- _HOW TO COMPLETE THIS TASK_
All of the data below should be written out exactly.

PROVIDED ENTRIES: Begin

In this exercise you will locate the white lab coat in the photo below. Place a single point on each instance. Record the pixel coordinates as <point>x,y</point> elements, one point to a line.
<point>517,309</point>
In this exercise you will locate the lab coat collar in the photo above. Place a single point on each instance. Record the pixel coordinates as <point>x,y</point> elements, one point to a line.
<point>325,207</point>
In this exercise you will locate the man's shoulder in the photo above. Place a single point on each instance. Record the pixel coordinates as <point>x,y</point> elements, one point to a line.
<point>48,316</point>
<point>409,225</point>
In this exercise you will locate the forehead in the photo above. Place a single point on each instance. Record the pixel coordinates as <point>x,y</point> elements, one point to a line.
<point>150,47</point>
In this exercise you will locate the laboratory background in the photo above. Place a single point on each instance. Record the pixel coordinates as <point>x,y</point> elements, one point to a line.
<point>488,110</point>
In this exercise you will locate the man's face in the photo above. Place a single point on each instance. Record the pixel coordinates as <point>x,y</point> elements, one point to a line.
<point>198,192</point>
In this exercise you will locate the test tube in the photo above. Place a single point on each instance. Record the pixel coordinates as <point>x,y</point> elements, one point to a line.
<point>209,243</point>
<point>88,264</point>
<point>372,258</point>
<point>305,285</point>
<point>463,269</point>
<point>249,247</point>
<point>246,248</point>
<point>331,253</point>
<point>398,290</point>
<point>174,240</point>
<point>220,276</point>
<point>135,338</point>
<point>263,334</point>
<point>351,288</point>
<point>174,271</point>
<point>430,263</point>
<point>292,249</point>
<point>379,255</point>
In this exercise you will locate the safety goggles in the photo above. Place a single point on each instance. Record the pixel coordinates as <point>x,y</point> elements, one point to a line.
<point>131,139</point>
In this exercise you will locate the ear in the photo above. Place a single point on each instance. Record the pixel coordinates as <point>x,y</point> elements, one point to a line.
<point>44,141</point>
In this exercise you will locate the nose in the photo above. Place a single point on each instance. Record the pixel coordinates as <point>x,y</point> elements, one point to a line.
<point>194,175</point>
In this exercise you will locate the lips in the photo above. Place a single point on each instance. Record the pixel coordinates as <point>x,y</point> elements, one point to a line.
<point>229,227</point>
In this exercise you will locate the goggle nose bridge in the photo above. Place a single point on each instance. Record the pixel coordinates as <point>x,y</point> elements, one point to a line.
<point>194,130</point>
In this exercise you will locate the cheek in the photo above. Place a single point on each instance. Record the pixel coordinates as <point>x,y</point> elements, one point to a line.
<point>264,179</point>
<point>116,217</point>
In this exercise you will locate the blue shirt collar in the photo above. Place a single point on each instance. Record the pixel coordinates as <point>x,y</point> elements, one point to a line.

PROVIDED ENTRIES: End

- _ANSWER SPACE_
In this exercise you will locate the white lab coat in the photo below. Place a single point on each instance. Record the pixel coordinates as <point>x,y</point> elements, one point to a line.
<point>517,309</point>
In this exercise you will locate the lab coat collar in the photo above. Place a single point on each instance. Record the pixel coordinates as <point>x,y</point> elements, one point to a line.
<point>325,207</point>
In this exercise you will locate the man's shoulder in the photo above. Place a single point on each instance. Record the pixel coordinates as <point>x,y</point> elements, one point to a line.
<point>48,316</point>
<point>409,225</point>
In this exercise you will locate the forehead in the photo above. Place a single point on each instance. Record the pixel coordinates as <point>x,y</point> elements, one point to a line.
<point>150,47</point>
In this exercise you will locate the laboratory background in the photo above. Place a single point on each instance. Record the pixel coordinates as <point>x,y</point> elements, one point to a line.
<point>488,110</point>
In this exercise you will locate the man's face in the photo above. Place a single point on each instance. Record the pixel coordinates as <point>x,y</point> elements, one point to a line.
<point>198,192</point>
In this exercise you will locate the test tube in the photo above. Place a single point on each instance. Record the pixel coordinates as <point>x,y</point> elements, one point to a line.
<point>209,243</point>
<point>88,264</point>
<point>372,258</point>
<point>305,285</point>
<point>463,269</point>
<point>249,247</point>
<point>246,248</point>
<point>331,253</point>
<point>398,290</point>
<point>174,240</point>
<point>220,276</point>
<point>135,338</point>
<point>263,334</point>
<point>351,288</point>
<point>174,271</point>
<point>430,263</point>
<point>292,249</point>
<point>379,255</point>
In this exercise you will locate the safety goggles in the photo above. Place a single point on each instance. Record the pixel coordinates as <point>x,y</point> elements, one point to a line.
<point>131,139</point>
In this exercise you will locate the ear in the photo above. Place a single point on each instance. Record the pixel coordinates as <point>x,y</point> elements, one point to a line.
<point>44,141</point>
In this exercise you will locate the nose in the photo above. Place a single point on each instance. Record the pixel coordinates as <point>x,y</point> elements, one point to a line.
<point>194,175</point>
In this exercise you will locate the lips in the photo above. Place a single point on each instance. Record the pixel coordinates as <point>x,y</point> elements, one point to a line.
<point>229,227</point>
In this exercise you will locate the goggle nose bridge in the photo above. Place a single point on each instance. Record the pixel coordinates as <point>x,y</point> elements, one point to a line.
<point>194,130</point>
In this exercise you will locate the cheek in the photo above. Place a single point on each instance. Record the pixel coordinates as <point>x,y</point> elements, one point to a line.
<point>264,179</point>
<point>116,217</point>
In this exercise you will locate the blue shirt collar in the photo above. Place a single point on each instance. Record the pixel coordinates as <point>x,y</point> elements, one point to a line.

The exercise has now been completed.